**Data provided:**
— Begin —

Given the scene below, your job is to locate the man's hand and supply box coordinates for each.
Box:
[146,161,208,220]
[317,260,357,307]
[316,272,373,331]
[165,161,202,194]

— End —

**Task brief:**
Could you give the records above as a JSON list of strings, one string per line, leaving out any blank lines?

**The response:**
[
  "Given the scene below, your job is to locate the man's hand and supply box coordinates for each.",
  "Box:",
  "[146,161,208,220]",
  "[317,260,357,307]",
  "[316,272,373,331]",
  "[165,161,202,194]"
]